課題 A —
働き方についての抜粋のうち、「組織に所属していても、ベンチ」から「る人には多いはずです」(同)」までを(両端を含めて)、「同期」を「同僚」に置き換えて書き直してもらえますか?

抜粋箇所 —
組織に所属していても、ベンチャー企業を中心に、自由度の高い働き方をしている人は多い。リクルートや外資コンサルなど1千人規模の企業でも、かなり若い段階から、個人プレーの要素が入る。三菱商事のように、個人がリスクをとれず、組織決定に従って社内向けの報告や稟議の日々を送ることについては、確かに安定はしているものの、「もっと仕事を任されたい」「もっと自分の意志と決断で動きたい」というハイスペックなタイプにとっては、ジレンマも感じるという。

「直接、聞いたわけではないですが、日々の会話のなかから感じるのは、自分も含め、こうした仕事環境に悩んでいる同期が多い、ということです。ホントにこのままでいいの?という感じ。漠然とした『飼い殺し感』は、6~7年目くらいから出てきます。特に、管理部門に所属している人には多いはずです」(同)

輪郭アノテーションのレコード
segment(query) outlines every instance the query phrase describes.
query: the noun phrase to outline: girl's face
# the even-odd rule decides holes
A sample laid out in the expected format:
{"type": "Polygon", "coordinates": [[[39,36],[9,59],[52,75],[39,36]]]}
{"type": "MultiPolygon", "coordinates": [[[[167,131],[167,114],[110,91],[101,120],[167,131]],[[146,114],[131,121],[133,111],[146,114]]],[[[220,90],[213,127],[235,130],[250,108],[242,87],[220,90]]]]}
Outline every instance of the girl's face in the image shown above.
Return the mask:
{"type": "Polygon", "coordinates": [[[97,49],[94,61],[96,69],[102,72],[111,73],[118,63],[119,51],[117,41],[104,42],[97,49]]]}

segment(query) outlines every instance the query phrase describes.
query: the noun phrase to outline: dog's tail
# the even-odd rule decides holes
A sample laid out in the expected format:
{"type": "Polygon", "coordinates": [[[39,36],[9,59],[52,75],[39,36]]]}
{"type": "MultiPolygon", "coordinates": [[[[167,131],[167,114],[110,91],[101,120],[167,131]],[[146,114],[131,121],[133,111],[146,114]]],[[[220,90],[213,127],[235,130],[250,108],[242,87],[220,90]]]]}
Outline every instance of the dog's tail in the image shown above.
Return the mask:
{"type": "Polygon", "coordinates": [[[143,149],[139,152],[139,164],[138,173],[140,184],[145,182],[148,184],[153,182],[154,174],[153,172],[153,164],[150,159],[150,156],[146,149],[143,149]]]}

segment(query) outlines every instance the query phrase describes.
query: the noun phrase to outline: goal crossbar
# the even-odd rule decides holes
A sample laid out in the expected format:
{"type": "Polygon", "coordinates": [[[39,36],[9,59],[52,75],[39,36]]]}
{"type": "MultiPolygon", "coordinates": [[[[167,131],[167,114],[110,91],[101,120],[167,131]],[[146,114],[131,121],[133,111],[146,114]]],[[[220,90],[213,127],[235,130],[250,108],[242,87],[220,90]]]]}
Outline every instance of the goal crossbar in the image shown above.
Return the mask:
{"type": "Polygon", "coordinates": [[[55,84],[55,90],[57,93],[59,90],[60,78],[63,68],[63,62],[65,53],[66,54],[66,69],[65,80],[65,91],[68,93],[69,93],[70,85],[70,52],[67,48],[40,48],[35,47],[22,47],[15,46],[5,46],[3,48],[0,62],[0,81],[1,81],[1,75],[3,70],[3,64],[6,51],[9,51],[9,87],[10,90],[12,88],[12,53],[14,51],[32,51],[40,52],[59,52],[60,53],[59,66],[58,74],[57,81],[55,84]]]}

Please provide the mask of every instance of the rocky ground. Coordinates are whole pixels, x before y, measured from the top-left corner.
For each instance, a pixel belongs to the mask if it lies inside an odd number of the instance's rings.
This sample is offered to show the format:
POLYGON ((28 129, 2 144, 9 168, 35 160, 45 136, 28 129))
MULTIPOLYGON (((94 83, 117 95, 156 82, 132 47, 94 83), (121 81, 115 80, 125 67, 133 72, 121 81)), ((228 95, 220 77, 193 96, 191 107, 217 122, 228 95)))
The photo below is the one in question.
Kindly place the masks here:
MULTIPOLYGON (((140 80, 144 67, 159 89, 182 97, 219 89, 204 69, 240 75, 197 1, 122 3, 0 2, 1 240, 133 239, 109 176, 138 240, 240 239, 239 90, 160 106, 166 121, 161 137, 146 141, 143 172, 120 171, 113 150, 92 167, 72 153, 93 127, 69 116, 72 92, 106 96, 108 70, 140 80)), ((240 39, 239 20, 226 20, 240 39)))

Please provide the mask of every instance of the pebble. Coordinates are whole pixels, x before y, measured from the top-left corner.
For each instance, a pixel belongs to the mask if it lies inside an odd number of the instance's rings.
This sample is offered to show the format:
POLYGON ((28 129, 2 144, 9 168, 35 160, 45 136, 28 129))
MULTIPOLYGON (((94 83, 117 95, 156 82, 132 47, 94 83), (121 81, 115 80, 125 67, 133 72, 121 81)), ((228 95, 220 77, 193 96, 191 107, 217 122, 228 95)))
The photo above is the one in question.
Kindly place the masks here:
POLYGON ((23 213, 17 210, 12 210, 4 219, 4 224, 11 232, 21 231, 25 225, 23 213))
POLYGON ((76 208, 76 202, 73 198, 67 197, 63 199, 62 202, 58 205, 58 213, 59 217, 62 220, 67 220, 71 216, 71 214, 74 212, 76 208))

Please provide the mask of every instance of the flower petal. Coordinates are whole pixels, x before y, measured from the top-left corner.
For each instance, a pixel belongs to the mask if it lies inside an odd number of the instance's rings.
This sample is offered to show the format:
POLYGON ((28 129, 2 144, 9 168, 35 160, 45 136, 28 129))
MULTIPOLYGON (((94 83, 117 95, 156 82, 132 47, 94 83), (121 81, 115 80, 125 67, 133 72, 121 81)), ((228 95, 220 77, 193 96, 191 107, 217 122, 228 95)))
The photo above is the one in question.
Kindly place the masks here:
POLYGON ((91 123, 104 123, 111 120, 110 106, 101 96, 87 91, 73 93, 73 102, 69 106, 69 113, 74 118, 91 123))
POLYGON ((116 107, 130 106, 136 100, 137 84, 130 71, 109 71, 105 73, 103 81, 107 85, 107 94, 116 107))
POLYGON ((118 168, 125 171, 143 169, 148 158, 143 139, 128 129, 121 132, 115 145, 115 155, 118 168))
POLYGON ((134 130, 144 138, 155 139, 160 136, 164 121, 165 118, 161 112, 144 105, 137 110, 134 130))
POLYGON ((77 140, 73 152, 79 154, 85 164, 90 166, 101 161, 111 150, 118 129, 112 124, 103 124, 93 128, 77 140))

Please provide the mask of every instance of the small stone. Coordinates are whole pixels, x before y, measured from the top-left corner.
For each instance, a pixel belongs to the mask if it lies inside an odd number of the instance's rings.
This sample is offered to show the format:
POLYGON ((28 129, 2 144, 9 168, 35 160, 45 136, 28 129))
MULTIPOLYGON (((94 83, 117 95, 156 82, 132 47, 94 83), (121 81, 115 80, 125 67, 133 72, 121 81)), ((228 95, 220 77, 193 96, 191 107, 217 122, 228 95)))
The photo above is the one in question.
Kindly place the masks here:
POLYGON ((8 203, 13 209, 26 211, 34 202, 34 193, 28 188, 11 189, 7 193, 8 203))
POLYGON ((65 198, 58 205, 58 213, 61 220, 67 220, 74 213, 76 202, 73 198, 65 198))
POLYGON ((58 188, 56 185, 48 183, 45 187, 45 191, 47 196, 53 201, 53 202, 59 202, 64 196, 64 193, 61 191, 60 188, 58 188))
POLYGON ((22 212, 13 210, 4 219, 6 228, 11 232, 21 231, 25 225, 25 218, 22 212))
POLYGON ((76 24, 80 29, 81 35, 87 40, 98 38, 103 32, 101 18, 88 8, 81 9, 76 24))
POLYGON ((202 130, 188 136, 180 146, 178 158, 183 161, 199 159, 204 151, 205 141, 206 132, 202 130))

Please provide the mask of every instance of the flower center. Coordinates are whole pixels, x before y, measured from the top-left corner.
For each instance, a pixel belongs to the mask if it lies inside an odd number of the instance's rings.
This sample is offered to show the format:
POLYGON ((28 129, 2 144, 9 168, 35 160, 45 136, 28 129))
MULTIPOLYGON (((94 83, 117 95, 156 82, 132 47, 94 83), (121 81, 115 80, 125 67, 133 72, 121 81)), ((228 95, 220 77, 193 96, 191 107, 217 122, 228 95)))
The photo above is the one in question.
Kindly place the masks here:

課題 B —
レコードから、文字列「flower」を含む行をすべて抜き出してもらえますか?

解答 A —
組織に所属していても、ベンチャー企業を中心に、自由度の高い働き方をしている人は多い。リクルートや外資コンサルなど1千人規模の企業でも、かなり若い段階から、個人プレーの要素が入る。三菱商事のように、個人がリスクをとれず、組織決定に従って社内向けの報告や稟議の日々を送ることについては、確かに安定はしているものの、「もっと仕事を任されたい」「もっと自分の意志と決断で動きたい」というハイスペックなタイプにとっては、ジレンマも感じるという。

「直接、聞いたわけではないですが、日々の会話のなかから感じるのは、自分も含め、こうした仕事環境に悩んでいる同僚が多い、ということです。ホントにこのままでいいの?という感じ。漠然とした『飼い殺し感』は、6~7年目くらいから出てきます。特に、管理部門に所属している人には多いはずです」(同)

解答 B —
Please provide the mask of every instance of the flower petal. Coordinates are whole pixels, x before y, measured from the top-left corner.
Please provide the mask of every instance of the flower center. Coordinates are whole pixels, x before y, measured from the top-left corner.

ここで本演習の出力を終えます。